[Opening DATA EXTRACT section]

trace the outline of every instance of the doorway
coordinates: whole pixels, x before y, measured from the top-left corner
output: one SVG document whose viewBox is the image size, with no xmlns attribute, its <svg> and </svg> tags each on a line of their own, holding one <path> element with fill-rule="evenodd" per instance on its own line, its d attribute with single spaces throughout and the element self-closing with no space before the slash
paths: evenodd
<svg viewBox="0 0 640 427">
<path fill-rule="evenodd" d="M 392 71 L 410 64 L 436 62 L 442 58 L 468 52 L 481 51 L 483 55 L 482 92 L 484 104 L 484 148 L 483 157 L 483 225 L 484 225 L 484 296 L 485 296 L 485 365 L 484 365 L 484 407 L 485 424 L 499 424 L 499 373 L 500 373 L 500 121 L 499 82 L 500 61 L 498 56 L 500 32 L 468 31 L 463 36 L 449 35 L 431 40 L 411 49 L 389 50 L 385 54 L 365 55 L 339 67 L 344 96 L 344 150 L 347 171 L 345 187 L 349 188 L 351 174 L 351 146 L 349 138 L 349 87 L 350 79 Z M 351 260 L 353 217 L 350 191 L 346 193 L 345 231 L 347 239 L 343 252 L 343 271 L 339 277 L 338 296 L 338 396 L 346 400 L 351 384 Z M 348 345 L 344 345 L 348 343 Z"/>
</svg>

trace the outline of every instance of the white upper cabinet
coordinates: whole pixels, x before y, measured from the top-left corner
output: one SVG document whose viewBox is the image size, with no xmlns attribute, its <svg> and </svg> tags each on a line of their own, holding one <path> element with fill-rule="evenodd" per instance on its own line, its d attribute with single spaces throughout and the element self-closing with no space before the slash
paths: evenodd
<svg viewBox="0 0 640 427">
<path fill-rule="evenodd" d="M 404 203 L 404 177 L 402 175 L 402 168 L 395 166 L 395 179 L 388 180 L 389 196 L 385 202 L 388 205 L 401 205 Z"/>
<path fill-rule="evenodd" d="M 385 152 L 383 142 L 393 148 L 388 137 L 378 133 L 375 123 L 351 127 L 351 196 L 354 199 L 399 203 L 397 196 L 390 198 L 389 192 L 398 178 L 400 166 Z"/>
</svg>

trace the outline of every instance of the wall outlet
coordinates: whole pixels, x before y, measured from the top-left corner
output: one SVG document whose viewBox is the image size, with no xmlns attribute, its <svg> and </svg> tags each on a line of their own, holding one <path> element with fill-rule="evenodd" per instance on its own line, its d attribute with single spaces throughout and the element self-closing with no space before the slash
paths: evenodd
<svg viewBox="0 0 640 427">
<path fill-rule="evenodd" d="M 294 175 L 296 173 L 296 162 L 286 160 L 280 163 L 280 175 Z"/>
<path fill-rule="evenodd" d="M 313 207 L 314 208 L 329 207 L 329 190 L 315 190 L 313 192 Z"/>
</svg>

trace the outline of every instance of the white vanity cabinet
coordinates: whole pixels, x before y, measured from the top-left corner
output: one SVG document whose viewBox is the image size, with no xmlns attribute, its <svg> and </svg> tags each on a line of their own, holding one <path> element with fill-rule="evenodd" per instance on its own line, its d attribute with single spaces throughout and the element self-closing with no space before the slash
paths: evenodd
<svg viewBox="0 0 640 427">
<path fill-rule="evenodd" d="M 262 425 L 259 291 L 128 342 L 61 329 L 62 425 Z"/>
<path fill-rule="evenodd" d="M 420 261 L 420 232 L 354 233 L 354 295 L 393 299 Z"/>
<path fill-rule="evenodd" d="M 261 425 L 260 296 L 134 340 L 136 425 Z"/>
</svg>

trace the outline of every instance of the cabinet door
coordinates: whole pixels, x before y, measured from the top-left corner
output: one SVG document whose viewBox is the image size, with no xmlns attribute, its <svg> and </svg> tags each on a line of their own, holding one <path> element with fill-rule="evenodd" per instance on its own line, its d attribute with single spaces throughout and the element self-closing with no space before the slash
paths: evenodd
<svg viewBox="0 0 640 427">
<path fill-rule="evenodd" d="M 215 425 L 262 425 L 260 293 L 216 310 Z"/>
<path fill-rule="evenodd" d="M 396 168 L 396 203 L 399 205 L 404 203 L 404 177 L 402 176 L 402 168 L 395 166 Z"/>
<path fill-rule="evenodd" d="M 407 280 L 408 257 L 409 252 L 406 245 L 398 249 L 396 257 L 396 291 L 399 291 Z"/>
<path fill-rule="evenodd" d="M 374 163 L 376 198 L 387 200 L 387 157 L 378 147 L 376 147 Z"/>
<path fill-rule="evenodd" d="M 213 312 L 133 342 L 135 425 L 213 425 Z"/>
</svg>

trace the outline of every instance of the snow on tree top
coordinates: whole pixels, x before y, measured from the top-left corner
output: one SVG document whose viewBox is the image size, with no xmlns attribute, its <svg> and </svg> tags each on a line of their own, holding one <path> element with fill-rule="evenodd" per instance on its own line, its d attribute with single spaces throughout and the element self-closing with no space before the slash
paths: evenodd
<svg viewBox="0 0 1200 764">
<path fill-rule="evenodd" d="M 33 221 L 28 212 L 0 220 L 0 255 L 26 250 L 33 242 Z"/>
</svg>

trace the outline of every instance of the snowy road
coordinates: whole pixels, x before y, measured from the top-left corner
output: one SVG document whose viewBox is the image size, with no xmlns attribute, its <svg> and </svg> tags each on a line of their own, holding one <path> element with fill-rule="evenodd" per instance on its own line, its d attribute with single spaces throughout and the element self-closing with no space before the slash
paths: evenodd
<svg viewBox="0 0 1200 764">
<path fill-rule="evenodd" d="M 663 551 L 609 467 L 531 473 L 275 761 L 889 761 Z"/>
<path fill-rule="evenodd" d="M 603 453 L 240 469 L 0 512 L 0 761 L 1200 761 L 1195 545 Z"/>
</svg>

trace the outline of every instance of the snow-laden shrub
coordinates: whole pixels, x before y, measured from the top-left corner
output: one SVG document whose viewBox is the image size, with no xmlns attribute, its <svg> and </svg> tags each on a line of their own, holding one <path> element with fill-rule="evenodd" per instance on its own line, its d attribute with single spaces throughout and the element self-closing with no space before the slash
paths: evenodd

[Closing DATA EXTRACT section]
[Opening DATA EXTRACT section]

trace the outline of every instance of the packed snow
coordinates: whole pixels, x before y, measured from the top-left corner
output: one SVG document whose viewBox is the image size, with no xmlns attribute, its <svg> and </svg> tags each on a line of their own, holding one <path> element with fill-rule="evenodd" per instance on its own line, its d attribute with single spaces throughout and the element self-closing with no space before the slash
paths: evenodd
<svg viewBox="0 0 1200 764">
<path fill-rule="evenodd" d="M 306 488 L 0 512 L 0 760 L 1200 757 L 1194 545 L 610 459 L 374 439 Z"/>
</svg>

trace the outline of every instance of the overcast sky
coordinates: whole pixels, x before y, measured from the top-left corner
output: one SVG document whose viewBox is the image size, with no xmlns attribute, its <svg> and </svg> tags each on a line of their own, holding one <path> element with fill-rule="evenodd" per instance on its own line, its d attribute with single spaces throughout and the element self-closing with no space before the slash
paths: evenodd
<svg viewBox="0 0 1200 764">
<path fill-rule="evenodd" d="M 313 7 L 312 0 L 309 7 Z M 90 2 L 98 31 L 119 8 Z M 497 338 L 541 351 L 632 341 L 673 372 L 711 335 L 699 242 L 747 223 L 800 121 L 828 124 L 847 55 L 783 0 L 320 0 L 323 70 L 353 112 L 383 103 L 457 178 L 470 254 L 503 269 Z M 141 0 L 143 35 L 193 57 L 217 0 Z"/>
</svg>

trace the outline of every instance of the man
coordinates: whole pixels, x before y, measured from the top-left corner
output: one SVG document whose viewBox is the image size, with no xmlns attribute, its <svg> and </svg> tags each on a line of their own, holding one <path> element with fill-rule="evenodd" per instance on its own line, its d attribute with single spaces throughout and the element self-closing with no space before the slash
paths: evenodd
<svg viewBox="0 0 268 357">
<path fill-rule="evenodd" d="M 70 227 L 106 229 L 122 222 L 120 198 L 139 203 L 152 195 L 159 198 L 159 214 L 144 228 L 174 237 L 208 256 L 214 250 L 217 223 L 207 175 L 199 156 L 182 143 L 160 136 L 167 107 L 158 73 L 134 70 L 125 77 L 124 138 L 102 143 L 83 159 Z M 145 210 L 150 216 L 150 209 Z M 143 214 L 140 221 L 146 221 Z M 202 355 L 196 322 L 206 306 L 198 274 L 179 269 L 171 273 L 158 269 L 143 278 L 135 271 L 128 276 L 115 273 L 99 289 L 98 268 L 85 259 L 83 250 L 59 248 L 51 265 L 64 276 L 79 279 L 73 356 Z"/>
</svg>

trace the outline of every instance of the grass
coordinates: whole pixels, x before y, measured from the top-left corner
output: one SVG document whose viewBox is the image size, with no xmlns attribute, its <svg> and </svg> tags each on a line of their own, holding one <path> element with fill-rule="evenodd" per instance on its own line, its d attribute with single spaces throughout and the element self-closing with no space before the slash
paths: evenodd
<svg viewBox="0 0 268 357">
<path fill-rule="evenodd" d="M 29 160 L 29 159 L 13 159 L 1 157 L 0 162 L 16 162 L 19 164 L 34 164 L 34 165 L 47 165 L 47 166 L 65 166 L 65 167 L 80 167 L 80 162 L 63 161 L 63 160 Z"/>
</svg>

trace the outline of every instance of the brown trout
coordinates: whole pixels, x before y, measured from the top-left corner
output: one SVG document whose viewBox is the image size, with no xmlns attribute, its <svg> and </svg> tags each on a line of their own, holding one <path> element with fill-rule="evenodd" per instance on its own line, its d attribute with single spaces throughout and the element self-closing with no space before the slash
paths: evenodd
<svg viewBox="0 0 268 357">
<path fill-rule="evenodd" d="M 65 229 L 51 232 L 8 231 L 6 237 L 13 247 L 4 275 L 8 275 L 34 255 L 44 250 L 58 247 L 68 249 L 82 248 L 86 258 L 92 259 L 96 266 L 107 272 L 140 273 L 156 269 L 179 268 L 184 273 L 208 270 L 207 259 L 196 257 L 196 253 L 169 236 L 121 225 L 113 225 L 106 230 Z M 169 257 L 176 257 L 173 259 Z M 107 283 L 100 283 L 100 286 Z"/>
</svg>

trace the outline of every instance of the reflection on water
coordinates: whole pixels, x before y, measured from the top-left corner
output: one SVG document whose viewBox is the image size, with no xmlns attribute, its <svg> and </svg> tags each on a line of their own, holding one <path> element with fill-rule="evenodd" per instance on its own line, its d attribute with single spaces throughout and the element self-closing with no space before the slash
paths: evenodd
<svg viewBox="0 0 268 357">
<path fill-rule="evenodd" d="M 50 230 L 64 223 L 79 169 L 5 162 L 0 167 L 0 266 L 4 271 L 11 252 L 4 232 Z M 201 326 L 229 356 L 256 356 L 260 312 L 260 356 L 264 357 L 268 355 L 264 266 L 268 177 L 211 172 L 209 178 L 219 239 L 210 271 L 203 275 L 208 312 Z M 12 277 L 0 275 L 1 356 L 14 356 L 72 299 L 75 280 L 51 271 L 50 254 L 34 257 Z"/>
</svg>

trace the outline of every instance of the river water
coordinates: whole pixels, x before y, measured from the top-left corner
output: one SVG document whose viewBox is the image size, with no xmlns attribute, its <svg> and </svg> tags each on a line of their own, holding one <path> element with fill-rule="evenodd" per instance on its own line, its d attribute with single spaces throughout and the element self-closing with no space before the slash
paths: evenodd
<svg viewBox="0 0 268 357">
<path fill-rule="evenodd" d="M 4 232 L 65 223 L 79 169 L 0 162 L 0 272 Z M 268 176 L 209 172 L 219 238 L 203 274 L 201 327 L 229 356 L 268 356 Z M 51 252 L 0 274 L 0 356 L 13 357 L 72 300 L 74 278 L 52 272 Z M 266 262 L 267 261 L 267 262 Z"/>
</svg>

[Closing DATA EXTRACT section]

- **TASK BRIEF**
Report every line of the material above in which "white" appears.

- **EXERCISE RESPONSE**
trace the outline of every instance of the white upper cabinet
trace the outline of every instance of the white vanity cabinet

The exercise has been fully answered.